= Beginning of Section =
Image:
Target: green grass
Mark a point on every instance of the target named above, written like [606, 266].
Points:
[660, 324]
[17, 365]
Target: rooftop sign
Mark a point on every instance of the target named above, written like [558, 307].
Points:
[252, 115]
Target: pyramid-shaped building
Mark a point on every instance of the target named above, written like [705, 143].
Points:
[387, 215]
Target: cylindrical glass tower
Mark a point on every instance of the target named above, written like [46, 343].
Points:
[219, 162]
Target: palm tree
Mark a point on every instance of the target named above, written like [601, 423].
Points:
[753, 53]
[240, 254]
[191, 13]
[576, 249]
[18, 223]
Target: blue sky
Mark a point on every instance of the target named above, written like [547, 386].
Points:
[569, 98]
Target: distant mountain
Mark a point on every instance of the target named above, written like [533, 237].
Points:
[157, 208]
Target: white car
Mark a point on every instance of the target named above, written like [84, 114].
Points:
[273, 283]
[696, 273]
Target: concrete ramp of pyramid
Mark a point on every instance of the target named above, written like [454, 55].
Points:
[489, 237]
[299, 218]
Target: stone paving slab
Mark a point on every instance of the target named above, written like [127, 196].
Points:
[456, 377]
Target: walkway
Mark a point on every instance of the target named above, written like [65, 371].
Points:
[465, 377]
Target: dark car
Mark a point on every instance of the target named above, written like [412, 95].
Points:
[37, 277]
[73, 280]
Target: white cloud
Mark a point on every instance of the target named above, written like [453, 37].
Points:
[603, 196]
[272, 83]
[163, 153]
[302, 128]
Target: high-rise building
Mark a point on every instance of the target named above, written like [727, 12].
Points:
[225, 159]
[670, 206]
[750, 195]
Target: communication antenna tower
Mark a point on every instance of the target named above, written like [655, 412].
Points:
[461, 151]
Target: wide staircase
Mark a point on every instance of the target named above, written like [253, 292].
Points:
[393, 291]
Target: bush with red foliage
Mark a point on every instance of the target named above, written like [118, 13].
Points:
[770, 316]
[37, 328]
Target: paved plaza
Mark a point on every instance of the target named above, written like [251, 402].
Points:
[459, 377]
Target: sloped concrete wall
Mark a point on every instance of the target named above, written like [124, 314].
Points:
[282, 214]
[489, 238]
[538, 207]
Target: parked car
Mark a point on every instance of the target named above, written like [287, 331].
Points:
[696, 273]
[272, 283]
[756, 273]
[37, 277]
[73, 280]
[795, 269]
= End of Section =
■ Brief:
When you reach the line containing "like [533, 237]." in the data above, start copying exactly, and stop after the line containing "Target: bush with red foliage".

■ Solution for this exercise:
Mark a point on every instance of the target named above, written like [533, 237].
Points:
[157, 208]
Target: white car
Mark a point on every instance of the target named above, written like [84, 114].
Points:
[273, 283]
[696, 273]
Target: concrete ramp of pyramid
Mark a point on every instance of the target named above, written like [454, 55].
Points:
[489, 237]
[299, 218]
Target: stone paving slab
Mark a point on every instance of the target named above, written like [127, 196].
Points:
[456, 377]
Target: walkway
Mark a point on every instance of the target named above, written like [65, 371].
Points:
[465, 377]
Target: dark car
Mark a point on every instance of the target named above, written like [412, 95].
Points:
[37, 277]
[73, 280]
Target: white cloud
Mark a point on every instance of the target named above, written like [453, 37].
Points:
[603, 196]
[272, 83]
[163, 153]
[302, 128]
Target: high-rise building
Mark a point on every instance of the target named above, written like [727, 12].
Points:
[225, 159]
[670, 206]
[750, 195]
Target: communication antenna tower
Mark a point on every instance of the target named above, written like [655, 412].
Points:
[461, 151]
Target: wide staircase
Mark a point on every instance of the target named above, written like [253, 292].
Points:
[393, 291]
Target: bush with red foliage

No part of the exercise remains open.